Activity
Without the pictures, return each record as it appears.

Dataset content

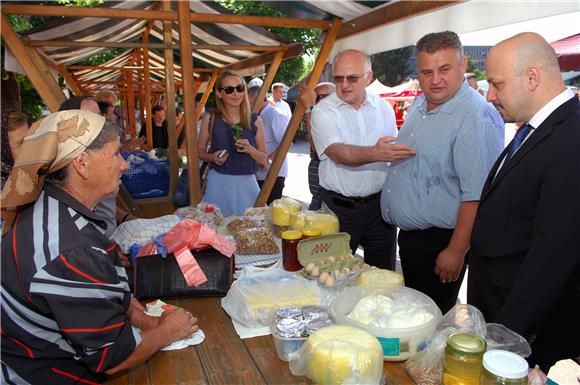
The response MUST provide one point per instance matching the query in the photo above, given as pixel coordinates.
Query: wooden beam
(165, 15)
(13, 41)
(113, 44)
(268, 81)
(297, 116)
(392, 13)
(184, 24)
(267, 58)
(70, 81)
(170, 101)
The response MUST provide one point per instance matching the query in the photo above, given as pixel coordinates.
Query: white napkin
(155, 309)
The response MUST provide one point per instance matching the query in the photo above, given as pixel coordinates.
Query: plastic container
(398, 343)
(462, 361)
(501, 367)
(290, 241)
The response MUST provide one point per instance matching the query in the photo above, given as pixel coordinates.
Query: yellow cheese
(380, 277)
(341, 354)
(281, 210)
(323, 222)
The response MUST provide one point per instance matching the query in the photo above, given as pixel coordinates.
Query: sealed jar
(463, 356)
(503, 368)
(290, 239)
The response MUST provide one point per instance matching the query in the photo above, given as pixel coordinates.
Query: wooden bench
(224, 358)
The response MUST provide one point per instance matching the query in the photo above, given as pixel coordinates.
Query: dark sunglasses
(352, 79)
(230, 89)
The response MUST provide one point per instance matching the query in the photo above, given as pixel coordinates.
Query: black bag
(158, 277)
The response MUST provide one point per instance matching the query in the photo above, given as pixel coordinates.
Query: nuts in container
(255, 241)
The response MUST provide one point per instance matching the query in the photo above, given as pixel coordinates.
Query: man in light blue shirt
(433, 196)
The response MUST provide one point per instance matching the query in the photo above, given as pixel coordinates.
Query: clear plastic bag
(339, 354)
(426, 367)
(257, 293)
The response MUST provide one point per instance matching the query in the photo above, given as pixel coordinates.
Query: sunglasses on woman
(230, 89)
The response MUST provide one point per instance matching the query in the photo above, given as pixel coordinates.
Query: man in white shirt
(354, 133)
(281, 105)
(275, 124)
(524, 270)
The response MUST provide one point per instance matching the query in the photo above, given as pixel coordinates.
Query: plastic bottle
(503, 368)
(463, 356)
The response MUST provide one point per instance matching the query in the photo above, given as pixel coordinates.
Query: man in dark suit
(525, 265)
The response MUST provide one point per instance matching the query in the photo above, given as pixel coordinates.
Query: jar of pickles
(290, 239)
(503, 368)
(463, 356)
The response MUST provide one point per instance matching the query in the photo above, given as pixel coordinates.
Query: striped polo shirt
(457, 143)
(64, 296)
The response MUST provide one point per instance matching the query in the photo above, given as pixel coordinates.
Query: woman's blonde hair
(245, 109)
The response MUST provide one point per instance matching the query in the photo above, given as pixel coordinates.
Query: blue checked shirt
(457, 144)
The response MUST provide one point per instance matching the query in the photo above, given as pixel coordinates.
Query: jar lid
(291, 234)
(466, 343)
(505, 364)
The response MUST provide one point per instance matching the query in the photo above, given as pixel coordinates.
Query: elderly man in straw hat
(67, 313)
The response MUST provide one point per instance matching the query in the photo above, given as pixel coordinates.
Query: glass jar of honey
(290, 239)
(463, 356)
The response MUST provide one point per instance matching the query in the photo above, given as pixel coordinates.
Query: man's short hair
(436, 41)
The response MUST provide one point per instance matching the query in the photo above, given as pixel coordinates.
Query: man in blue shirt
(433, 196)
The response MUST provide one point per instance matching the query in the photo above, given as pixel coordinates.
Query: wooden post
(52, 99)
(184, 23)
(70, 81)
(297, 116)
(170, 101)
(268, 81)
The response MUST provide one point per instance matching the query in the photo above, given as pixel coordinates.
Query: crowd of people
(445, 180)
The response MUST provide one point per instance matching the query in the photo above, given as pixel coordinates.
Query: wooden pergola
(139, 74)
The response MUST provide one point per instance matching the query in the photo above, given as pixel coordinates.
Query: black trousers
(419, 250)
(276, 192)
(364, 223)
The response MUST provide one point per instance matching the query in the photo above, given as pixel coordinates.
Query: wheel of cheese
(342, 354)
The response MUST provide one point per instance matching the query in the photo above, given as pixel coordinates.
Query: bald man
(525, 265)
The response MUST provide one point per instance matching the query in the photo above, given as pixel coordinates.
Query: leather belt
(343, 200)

Response below
The response MUST provide one point per instance matching the query in the photo above, given as pixel coordinates.
Query: wooden beam
(165, 15)
(13, 41)
(113, 44)
(268, 81)
(297, 116)
(392, 13)
(184, 24)
(267, 58)
(70, 81)
(170, 101)
The response MUST provide one point per instance matching the query in the photo above, given as pixel coordinates.
Query: white napkin
(155, 309)
The response MUST provide one point per instance matching the query in the photo above, given as pixel coordinates.
Query: plastic container
(398, 343)
(462, 361)
(501, 367)
(290, 241)
The response MUST provide one point per instance matching the query in the photo above, given as pixel coordinates.
Query: yellow cheese
(380, 277)
(341, 354)
(281, 210)
(323, 222)
The response MUST provide one point per instance matching the query in the photo above, given as pixel coordinates.
Query: sealed jar
(463, 356)
(503, 368)
(290, 239)
The response MUST provide one point per instance matching the query in the photo above, given as pixel coordinates.
Query: wooden bench
(224, 358)
The response MUST provide one point per instance matching the query in the photo above, given as pixel coordinates.
Query: dark sunglasses
(352, 79)
(230, 89)
The response MUST provide one point per instance matching the query in the photo above, given as pixel coordinates.
Query: black bag
(158, 277)
The response MUST provide one point per instance matching the query in the photo above, given as pixel coordinates.
Query: nuts in container
(255, 241)
The response MUST provide one point per instance matching the query in the photo above, given as pixel coordinates.
Query: man in light blue shirt
(433, 196)
The response MUST provide one point per instance matching the query in the photo above, given as pixel coordinates.
Query: clear plastic bag
(339, 354)
(426, 367)
(257, 293)
The response MUST provide one point per instance matching the query in the photo above, given as pixel coordinates.
Query: sunglasses on woman
(230, 89)
The response MUST provide one point per instance matching the query in the photo above, given as pixel coordinates.
Query: man in white shirt
(354, 133)
(281, 105)
(275, 124)
(524, 270)
The response MUST provide one point per instance matching the query in the photo above, given as pixel coordinates.
Query: plastic bottle
(503, 368)
(463, 356)
The response MUST provide one point per instance matching the query in the photo above, given as pixel coordinates.
Query: man in dark suit
(525, 265)
The response MUST provide one point per instance matching the query in the photo above, given as pixel coordinates.
Query: jar of pickles
(290, 239)
(503, 368)
(463, 356)
The response MUST provide one point per instance matching the query in the photo above, given as pixel coordinates.
Query: striped polo shirt
(457, 143)
(64, 296)
The response MUST provide one point per instance matching the query in the photo above, given as pixel coordinates.
Query: woman's blonde hair
(245, 109)
The response MUST provide one point per instance matching the query in the photo above, given as pixel coordinates.
Query: blue checked shirt
(457, 144)
The response MUST provide one point per instance matching the query in the photo above, given as pixel coordinates.
Query: jar lid
(291, 234)
(466, 343)
(505, 364)
The response MUST provide one point per instance matching the query in the photo above, given as pixel coordinates.
Query: elderly man in straw hat
(67, 313)
The response MUST provide one point per instance matching the query in the photo above, given as pixel coordinates.
Query: glass jar of honey
(290, 239)
(463, 356)
The response MUST provide one point per instance matching the query in the photo above, given as pixel coordinates.
Query: man's short hair
(436, 41)
The response MUST provide one point per instance matching the query in the photo above, given as pixel coordinates.
Query: man in blue shirt
(433, 196)
The response MUST provide one point per instance matching the query in the photo above, given as pixel coordinates.
Query: wooden post
(52, 99)
(184, 23)
(70, 81)
(297, 116)
(170, 101)
(268, 81)
The response MUST provide one point per instance matching the query in the photo above, given as pixel coordinates.
Query: crowd of people
(445, 180)
The response MUST provide one point per instance matching the query in the photo above, given as pixel coordinates.
Query: wooden pergola
(139, 74)
The response MUST provide one point per instance matching the query in the photo above, given as pixel coordinates.
Query: black trousers
(419, 250)
(276, 192)
(364, 223)
The response MUST provide one point per instance matching the query in the photo above, given as pixel coordinates.
Query: wheel of cheese
(342, 354)
The response MUST provide one point per instance matching the query in the photo above, given as pixel coordinates.
Query: bald man
(525, 265)
The response MUST provide one point per instance matching the query in the photo above, given as pixel coordinates.
Query: leather belt
(343, 200)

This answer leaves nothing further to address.